# Aim of the exercise
Would you please repeat the data exactly as given?

# Data under study
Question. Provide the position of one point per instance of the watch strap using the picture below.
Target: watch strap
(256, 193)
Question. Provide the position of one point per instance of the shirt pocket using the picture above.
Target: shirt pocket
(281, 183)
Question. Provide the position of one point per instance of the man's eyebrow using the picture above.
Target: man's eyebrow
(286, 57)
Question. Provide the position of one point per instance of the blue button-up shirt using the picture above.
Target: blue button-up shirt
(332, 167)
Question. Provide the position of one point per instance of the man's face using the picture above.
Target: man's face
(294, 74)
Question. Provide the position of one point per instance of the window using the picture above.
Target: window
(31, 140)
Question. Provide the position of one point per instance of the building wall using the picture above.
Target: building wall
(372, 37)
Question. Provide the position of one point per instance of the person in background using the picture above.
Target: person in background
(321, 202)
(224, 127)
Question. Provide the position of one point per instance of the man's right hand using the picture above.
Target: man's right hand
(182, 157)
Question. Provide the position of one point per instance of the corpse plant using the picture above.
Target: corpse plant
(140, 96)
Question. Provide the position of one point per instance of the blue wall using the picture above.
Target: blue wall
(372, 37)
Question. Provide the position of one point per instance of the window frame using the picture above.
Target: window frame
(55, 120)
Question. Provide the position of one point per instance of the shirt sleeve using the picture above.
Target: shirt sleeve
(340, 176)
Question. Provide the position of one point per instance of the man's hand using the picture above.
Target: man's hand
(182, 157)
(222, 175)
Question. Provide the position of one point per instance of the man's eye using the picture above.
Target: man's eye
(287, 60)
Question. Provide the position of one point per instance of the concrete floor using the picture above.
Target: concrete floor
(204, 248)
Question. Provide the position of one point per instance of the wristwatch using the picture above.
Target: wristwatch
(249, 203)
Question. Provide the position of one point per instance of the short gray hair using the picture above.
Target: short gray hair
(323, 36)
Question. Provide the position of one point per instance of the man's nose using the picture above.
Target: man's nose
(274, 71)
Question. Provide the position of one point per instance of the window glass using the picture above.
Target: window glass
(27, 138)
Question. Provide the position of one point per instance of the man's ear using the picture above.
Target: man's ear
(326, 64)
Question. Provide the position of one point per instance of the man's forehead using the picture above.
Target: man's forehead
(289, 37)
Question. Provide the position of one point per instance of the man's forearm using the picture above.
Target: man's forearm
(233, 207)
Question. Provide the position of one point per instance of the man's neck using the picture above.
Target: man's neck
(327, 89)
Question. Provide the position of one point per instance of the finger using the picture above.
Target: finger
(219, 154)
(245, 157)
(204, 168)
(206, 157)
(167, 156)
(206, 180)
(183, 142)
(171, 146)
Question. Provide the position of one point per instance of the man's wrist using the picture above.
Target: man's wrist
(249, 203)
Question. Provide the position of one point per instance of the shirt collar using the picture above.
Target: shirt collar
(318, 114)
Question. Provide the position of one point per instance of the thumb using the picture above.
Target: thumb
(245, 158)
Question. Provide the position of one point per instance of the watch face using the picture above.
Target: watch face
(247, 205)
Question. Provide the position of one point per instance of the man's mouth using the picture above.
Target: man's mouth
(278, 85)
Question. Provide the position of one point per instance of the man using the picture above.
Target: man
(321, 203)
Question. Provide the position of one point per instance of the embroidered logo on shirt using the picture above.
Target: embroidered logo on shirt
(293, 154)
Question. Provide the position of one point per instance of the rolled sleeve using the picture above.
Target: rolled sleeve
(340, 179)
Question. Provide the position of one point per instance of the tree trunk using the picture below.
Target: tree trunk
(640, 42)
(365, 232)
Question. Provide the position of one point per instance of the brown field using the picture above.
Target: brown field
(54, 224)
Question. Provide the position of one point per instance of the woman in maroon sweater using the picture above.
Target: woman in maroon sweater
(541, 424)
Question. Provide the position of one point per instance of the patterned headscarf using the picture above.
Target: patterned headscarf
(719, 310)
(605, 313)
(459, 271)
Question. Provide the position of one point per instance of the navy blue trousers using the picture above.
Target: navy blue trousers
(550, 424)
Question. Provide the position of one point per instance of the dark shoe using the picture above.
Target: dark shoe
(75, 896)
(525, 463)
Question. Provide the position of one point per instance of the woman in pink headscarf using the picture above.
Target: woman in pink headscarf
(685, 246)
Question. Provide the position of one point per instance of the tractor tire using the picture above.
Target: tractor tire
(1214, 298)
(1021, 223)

# Task response
Question. Provide the position of one point per instance of the watch strap using the picture below.
Target: watch strap
(256, 193)
Question. Provide the position of one point per instance of the shirt pocket using the picture above.
Target: shirt pocket
(281, 183)
Question. Provide the position of one point per instance of the man's eyebrow using the picture above.
Target: man's eyebrow
(286, 57)
Question. Provide the position of one point per instance of the blue button-up shirt using the picture above.
Target: blue button-up shirt
(332, 167)
Question. Provide the position of one point per instance of the man's face using the picture above.
Target: man's face
(294, 74)
Question. Provide the position of one point per instance of the window using the picture above.
Target: window
(31, 140)
Question. Provide the position of one point per instance of the building wall using the picture above.
Target: building wall
(372, 37)
Question. Provide the position of one point per instance of the person in background using the picture above.
Target: person in background
(321, 202)
(224, 127)
Question. Provide the position of one point per instance of the man's right hand using the picture above.
Target: man's right hand
(182, 157)
Question. Provide the position of one point per instance of the corpse plant using the picture above.
Target: corpse plant
(140, 96)
Question. Provide the position of one point per instance of the blue wall using the picture above.
Target: blue wall
(372, 37)
Question. Provide the position of one point per instance of the window frame using the picture above.
Target: window frame
(55, 120)
Question. Provide the position of one point per instance of the shirt sleeve using the picture above.
Target: shirt sleeve
(340, 176)
Question. Provide the position of one point per instance of the man's hand using the picture above.
Target: man's hand
(182, 157)
(222, 175)
Question. Provide the position of one point per instance of the man's eye using the picture above.
Target: man's eye
(287, 60)
Question. Provide the position of one point per instance of the concrete floor using the picture above.
Target: concrete floor
(204, 248)
Question. Provide the position of one point per instance of the wristwatch using the picture above.
Target: wristwatch
(249, 203)
Question. Provide the position of one point per instance of the short gray hair using the picture above.
Target: short gray hair
(323, 36)
Question. Provide the position of one point per instance of the man's nose using the picture above.
Target: man's nose
(274, 71)
Question. Provide the position of one point per instance of the window glass using the picture above.
Target: window glass
(27, 138)
Question. Provide the position of one point per instance of the man's ear using the picture above.
Target: man's ear
(326, 64)
Question. Provide the position of one point per instance of the man's forehead using the picture above.
Target: man's forehead
(289, 37)
Question. Provide the position of one point per instance of the man's forearm using the picture above.
Target: man's forearm
(233, 207)
Question. Provide the position of one point per instance of the man's neck using the picture above.
Target: man's neck
(327, 89)
Question. Provide the position of one point per instance of the finger using the picture above.
Target: finger
(219, 154)
(245, 157)
(204, 168)
(206, 157)
(167, 156)
(206, 180)
(183, 142)
(171, 146)
Question. Provide the position of one point per instance of the man's wrist using the picture above.
Target: man's wrist
(249, 203)
Question. Provide the position of one point per instance of the shirt collar using the picture above.
Target: shirt collar
(318, 114)
Question. Provide the position of one point per instance of the thumb using the picture above.
Target: thumb
(245, 158)
Question. Provide the position of one point per instance of the watch face using the picture above.
Target: watch face
(247, 205)
Question. Provide the position of one point per instance of the man's mouth using the picture above.
Target: man's mouth
(278, 85)
Question. Provide the position of one point per instance of the man using the picture above.
Target: man
(321, 203)
Question. Provide the position of one point per instance of the embroidered logo on shirt using the picture above.
Target: embroidered logo on shirt
(293, 154)
Question. Provide the position of one point per instance of the rolled sleeve using the picture above.
Target: rolled sleeve
(340, 179)
Question. Provide the position of one point per instance of the tree trunk using the picture below.
Target: tree trunk
(640, 42)
(365, 232)
Question. Provide the position of one point per instance of the brown field using the picture above.
Target: brown field
(54, 224)
Question. Provide the position of one point per instance of the woman in maroon sweater using the picture above.
Target: woman in maroon sweater
(541, 424)
Question. Provide the position of one point per instance of the patterned headscarf using the picture above.
Target: patterned headscarf
(719, 310)
(605, 313)
(459, 271)
Question. Provide the position of one point per instance of the navy blue trousers using the picture above.
Target: navy blue trousers
(550, 424)
Question. Provide the position of one point per instance of the dark shoe using the picture above.
Target: dark shoe
(75, 896)
(525, 463)
Question. Provide the position of one point per instance of the woman in pink headscarf using the picture above.
Target: woman in pink headscarf
(685, 246)
Question. Provide the position of one point per instance of the tractor tire using the picture above.
Target: tractor tire
(1214, 298)
(1021, 223)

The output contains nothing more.